**Provided records:**
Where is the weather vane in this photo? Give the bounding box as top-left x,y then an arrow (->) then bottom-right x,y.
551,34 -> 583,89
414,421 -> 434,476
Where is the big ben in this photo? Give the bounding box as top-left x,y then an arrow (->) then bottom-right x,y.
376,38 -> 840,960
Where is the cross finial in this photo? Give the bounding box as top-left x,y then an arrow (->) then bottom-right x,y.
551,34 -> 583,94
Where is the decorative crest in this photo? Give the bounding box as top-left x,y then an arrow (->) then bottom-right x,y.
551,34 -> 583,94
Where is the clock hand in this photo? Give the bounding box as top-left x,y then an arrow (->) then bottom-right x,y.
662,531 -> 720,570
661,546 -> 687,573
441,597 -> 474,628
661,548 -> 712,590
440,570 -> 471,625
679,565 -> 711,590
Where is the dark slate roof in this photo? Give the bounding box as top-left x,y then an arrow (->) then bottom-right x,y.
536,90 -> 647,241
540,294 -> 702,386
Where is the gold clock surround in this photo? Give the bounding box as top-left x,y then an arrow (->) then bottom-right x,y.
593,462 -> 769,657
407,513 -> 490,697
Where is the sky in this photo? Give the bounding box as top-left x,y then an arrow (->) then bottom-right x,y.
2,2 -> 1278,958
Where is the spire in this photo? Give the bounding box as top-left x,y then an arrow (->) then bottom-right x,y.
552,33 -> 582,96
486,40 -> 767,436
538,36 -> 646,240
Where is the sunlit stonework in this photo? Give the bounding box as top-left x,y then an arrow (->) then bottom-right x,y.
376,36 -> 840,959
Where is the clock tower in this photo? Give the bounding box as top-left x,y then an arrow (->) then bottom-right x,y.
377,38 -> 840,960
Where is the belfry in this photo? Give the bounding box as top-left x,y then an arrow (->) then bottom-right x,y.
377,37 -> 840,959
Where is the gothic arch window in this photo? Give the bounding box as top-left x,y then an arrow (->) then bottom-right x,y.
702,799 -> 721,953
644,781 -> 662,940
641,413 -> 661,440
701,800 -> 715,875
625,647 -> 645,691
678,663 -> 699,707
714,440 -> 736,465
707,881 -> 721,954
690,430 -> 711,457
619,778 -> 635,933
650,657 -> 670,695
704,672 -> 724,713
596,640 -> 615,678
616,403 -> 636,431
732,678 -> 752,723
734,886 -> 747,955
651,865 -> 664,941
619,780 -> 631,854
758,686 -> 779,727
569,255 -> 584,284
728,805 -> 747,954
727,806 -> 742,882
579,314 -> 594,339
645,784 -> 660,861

**Problem statement:**
What are the lines from the one with "Where is the clock tower" through the last line of the records above? Quote them exactly and add nothing.

**Problem solution:**
Where is the clock tower in this photo? Give the bounding box as top-left x,y then an arrow (->) then bottom-right x,y.
377,38 -> 840,960
Where is the belfry in this photo? Give the bounding box as top-left x,y then an arrow (->) then bottom-right x,y.
377,37 -> 840,959
Where is the gothic arch window in this photo? Give the bounding box as top-left x,y then an arrow (->) then bottom-right x,y.
702,799 -> 721,953
644,781 -> 662,940
641,413 -> 661,440
701,800 -> 715,875
625,647 -> 645,691
678,663 -> 699,707
714,440 -> 736,465
707,881 -> 721,954
690,430 -> 711,457
619,778 -> 635,933
650,657 -> 670,695
704,672 -> 724,713
596,640 -> 615,678
616,403 -> 636,431
732,678 -> 752,723
734,886 -> 747,955
651,865 -> 664,941
619,780 -> 631,854
758,686 -> 779,727
569,255 -> 584,284
728,805 -> 747,954
727,806 -> 742,882
579,314 -> 594,339
645,784 -> 660,861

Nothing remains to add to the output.